■ Your instructions
Read the data and repeat all of it exactly.
________________________
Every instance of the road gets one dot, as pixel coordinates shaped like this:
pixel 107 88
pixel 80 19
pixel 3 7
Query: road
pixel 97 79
________________________
■ Answer to this problem
Every instance of the road gets one dot, as pixel coordinates shaped like this:
pixel 107 88
pixel 80 19
pixel 3 7
Query: road
pixel 97 79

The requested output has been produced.